Text under study:
*** Block opens ***

It’s White-Collar Jobs That Are at Risk in the Next Recession
Katia Dmitrieva and Reade Pickert, Bloomberg 540 Times 379 People

Industries such as tech, finance, and real estate are poised to see the biggest layoffs in a downturn.

Photo: Getty Images

Ever since the mass layoffs early in the pandemic, US businesses have been adding workers at a rapid clip. Now they’re slowing down, pulling job listings, and scaling back hiring plans as the Federal Reserve aggressively raises interest rates to fight inflation.

That’s darkening the outlook across the economy—but it’s especially problematic for white-collar industries including business services, tech, banking, and real estate, where staffing numbers are far above pre-Covid levels. Layoffs have already begun, with Netflix, real estate broker Re/Max Holdings, and social media platform Snap all announcing staff reductions.

“The sectors that are probably most vulnerable are the ones that hired the fastest,” says William Lee, chief economist at the Milken Institute, pointing particularly to white-collar industries. Companies “grabbed as many people as they could because they thought demand was just so strong,” he says—and they miscalculated how long the surge would last.

Change in US Employment by Industry

That outcome would be the polar opposite of what occurred during the pandemic slump, when it was lower-wage workers—especially in service industries such as retail, restaurants, and hotels—who bore the brunt of layoffs. It’s a prospect more reminiscent of the recession in the early 1990s, when white-collar workers were at greater risk of ending up on the unemployment line than in the past.

Of course, the US may escape a downturn altogether. While one government measure of activity showed the economy shrank in the first half of 2022, another pointed to continued growth. Employers added 315,000 jobs in August, and openings have rebounded to near record highs, not what one would expect from an economy that’s running out of steam.

But about two-thirds of employers see a recession coming, according to a survey by Principal Financial Group. The rate of people quitting jobs, typically a sign of confidence they can find another one, has hit its lowest level in more than a year. The growth of new postings has slowed over the past six months, most markedly for remote work that’s more likely to be white collar, according to the job listings website Indeed.

More broadly, companies are lowering their projected staff costs for next year, eliminating job postings in areas such as accounting and customer support, and aiming to hire fewer people or space out hiring over a longer time, says Dave Gilbertson, vice president of staffing firm UKG. “There are all these sectors out there that are heading into what could be a recession,” he says. “They’re hedging their bets a little bit in the amount of hiring that they’re going to do.”

Many white-collar employers went well beyond filling staffing gaps that resulted from Covid-19. That’s why the US workforce—though it’s back in the aggregate to its pre-pandemic size—now has a very different composition. Leisure and hospitality, for example, employ about 1.2 million fewer people than in February 2020. But jobs in professional and business services are up by more than 1 million.

In some of the latter areas, employers are switching to temporary staff, and those positions are typically the first to go in a downturn, says Stephanie Miller, director of talent acquisition and retention at Express Employment Professionals. She’s noticed an uptick in listings for 30- to 90-day contracts, while posts for permanent jobs have leveled off.

That’s where companies have room to “let go the people that aren’t doing as well, so they’re saving money and preparing for this recession,” says Miller.

Payrolls in professional and business services declined by about 14,000 from July to August, the first monthly drop since 2020, according to data produced by ADP Research Institute in collaboration with the Stanford Digital Economy Lab. The numbers were also down in financial services and information.

“I think the question is: Have you overhired in certain industries?” says Michael Gapen, head of US economics at Bank of America Corp. “And the data would say, if you did, it probably is in areas like professional and business services, more than leisure and hospitality.”

He acknowledges that there’s a big caveat. The economy has behaved in unexpected ways in the past few years. After companies shed millions of jobs during lockdowns, they struggled to refill positions fast enough to meet demand during reopening.

“Of course, we don’t know,” Gapen says. “We’ve never done this before.”

*** Block closes ***

Answer these questions from the article on white-collar job risk:
(a) How many jobs did employers add in August?
(b) Who is the chief economist at the Milken Institute?
(c) By about how much did payrolls in professional and business services decline from July to August, according to the ADP data?

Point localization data
*** Block opens ***

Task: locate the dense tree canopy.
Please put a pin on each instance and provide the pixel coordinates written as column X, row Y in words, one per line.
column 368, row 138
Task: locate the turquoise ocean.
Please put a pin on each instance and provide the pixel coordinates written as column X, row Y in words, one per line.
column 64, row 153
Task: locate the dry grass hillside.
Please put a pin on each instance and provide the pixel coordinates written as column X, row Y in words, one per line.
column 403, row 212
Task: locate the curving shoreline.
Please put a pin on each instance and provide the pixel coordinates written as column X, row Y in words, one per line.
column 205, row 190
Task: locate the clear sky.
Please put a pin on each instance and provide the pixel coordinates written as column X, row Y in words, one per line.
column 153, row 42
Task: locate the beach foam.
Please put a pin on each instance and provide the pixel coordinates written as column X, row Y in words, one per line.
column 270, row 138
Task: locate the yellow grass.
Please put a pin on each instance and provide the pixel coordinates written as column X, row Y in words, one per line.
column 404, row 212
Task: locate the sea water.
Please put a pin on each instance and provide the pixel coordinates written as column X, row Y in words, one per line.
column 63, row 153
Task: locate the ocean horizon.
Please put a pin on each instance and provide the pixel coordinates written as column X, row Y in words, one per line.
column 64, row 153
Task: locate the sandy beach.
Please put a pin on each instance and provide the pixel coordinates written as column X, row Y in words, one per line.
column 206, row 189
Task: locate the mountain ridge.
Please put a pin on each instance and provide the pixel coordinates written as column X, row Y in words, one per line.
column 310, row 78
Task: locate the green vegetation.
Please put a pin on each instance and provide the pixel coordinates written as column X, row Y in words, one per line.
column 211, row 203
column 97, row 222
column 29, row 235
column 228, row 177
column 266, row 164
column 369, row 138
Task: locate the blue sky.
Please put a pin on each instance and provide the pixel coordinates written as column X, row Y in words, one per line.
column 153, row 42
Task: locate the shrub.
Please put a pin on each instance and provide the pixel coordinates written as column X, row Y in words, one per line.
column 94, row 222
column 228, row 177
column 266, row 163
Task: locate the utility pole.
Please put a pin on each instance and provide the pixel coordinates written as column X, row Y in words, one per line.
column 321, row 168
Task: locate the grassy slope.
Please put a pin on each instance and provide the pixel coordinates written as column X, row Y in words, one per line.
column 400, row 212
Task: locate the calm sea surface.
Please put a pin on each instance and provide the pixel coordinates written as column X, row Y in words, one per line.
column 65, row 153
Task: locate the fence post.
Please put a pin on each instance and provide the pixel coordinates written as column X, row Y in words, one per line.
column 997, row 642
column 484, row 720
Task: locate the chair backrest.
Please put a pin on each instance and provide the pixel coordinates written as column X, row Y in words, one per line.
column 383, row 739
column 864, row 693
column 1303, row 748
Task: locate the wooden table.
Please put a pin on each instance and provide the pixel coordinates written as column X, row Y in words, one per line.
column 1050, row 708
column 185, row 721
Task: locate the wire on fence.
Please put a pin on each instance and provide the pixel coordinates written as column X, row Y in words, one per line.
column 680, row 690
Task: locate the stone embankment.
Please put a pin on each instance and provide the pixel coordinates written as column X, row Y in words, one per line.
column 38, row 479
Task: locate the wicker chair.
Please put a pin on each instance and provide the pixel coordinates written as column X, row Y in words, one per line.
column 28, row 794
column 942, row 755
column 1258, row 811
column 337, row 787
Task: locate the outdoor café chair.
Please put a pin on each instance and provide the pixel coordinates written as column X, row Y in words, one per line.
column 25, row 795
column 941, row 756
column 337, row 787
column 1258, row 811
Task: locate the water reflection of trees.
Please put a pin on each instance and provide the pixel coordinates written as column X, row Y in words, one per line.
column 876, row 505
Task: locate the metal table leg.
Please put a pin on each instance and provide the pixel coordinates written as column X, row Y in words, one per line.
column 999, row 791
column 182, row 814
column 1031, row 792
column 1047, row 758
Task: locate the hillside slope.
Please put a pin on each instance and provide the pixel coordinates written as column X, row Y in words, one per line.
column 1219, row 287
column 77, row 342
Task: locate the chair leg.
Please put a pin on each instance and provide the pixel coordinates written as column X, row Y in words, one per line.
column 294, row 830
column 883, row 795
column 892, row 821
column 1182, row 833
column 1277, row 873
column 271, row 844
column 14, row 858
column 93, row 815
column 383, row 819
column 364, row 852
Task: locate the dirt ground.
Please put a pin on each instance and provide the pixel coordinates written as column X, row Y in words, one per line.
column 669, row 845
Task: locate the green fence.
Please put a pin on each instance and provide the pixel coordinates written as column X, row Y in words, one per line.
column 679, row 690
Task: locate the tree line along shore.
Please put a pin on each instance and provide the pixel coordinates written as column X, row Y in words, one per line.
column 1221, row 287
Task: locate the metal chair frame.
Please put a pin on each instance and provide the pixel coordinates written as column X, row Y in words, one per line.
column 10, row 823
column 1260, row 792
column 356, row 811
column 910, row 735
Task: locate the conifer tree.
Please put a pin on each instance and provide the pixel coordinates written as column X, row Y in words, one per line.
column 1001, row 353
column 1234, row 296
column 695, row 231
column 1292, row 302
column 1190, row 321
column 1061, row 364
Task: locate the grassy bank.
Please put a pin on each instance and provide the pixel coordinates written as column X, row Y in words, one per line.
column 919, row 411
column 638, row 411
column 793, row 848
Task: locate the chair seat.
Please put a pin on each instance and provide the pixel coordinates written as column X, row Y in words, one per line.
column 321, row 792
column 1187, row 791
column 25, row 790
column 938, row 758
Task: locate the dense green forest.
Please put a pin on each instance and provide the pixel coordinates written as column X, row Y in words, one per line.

*** Block closes ***

Written answer:
(a) 315,000
(b) William Lee
(c) About 14,000